WHAT YOU WILL DO: Swap each occurrence of "instance" in the items for "occurrence", keeping every other word the same.

Data listing:
= = = = = = =
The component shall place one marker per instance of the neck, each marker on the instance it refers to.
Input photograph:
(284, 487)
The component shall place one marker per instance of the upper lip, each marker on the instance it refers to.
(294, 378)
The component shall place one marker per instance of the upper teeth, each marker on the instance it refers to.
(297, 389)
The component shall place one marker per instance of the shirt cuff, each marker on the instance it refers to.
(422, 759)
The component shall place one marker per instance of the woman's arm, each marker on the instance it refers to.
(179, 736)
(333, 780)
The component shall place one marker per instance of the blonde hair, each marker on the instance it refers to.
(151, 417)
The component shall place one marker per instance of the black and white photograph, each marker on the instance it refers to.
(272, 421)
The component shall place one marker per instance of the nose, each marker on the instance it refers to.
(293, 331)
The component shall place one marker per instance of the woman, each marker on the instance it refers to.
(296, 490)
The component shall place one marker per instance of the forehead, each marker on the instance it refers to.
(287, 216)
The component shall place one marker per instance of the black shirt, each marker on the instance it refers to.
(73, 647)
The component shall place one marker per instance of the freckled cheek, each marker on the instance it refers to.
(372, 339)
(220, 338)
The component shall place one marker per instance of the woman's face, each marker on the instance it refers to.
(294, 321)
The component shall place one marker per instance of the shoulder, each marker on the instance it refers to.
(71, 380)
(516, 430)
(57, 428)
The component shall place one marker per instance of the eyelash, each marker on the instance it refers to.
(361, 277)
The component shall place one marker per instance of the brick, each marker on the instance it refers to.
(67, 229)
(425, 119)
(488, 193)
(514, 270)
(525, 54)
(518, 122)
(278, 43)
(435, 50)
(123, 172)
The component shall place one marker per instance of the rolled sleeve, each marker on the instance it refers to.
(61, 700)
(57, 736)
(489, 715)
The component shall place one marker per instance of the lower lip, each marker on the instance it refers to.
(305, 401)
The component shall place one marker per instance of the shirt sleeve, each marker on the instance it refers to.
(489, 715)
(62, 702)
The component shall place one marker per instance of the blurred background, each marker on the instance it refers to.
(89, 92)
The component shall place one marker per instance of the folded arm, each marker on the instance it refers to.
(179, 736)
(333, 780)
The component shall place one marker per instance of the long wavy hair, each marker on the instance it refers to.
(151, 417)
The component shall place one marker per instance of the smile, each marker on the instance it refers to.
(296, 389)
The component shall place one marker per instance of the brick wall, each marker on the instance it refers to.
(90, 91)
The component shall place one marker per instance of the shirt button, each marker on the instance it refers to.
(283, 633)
= = = = = = =
SOLUTION:
The component shall place one marker per occurrence of the neck, each marker on the occurrence it refers to.
Input photograph:
(284, 487)
The component shall place one marker per occurrence of the upper lip, each marker on the occurrence it refers to.
(294, 378)
The component shall place one marker per occurrence of the upper teeth, each marker on the occurrence it refers to.
(297, 389)
The component shall place one marker per occurrence of the shirt cuff, each marker on the occurrence it refers to.
(422, 759)
The component shall place one marker per occurrence of the woman's arm, each marker on the occurrence it refers to.
(179, 736)
(333, 780)
The component shall place one marker per occurrence of the blonde hair, each marker on the occurrence it refers to.
(151, 417)
The component shall place one marker per occurrence of the black and white photograph, each marker on the occurrence it refers to.
(272, 421)
The component shall place one marker per occurrence of the nose, each marker on the occurrence it refers to.
(293, 331)
The component shall place one marker per occurrence of the woman, each marker on the occurrence it refers to.
(296, 490)
The component shall place one marker per occurrence of the forehead, each marker on the occurrence it refers to.
(287, 216)
The component shall place one marker per occurrence of the black shirt, each marker on the occurrence it refers to.
(73, 647)
The component shall place one marker per occurrence of the freckled cheek, each marker on the occurrence it refers to.
(372, 339)
(220, 338)
The component shall place one marker per occurrence of the woman's face, each marker on the occurrence it refers to.
(294, 321)
The component shall place one marker per occurrence of the shoulder, each marker on the occurrence it refers to.
(71, 380)
(516, 430)
(57, 428)
The component shall place one marker per occurrence of the eyelash, each marker on the occurrence it refers to.
(361, 277)
The component shall place one marker per occurrence of the brick, each marker on the occurrence it refers to.
(67, 229)
(425, 119)
(488, 193)
(514, 270)
(525, 54)
(518, 122)
(278, 43)
(435, 50)
(123, 172)
The component shall place one marker per occurrence of the rolled sleeve, each marker on the occurrence it refers to.
(61, 700)
(57, 736)
(489, 715)
The component shall place one marker per occurrence of the lower lip, each marker on the occurrence it refers to.
(305, 401)
The component shall place one marker per occurrence of the shirt sleeve, each marker on the occurrence it refers to.
(489, 715)
(62, 702)
The component shall place one marker per occurrence of the blurred background, each marker on the occurrence it refers to.
(89, 92)
The component shall place one marker per occurrence of the folded arm, each marker on the occurrence it refers to.
(179, 736)
(333, 780)
The component shall place one marker per occurrence of the long wavy hair, each marker on the occurrence it refers to.
(151, 417)
The component shall place one marker per occurrence of the smile, each marker on the occurrence it refers to.
(296, 389)
The component shall place one marker per occurrence of the brick wall, each marker on the occurrence it refers to.
(90, 91)
The component shall place one marker per occurrence of the shirt button, each marker on the occurrence it refers to.
(283, 633)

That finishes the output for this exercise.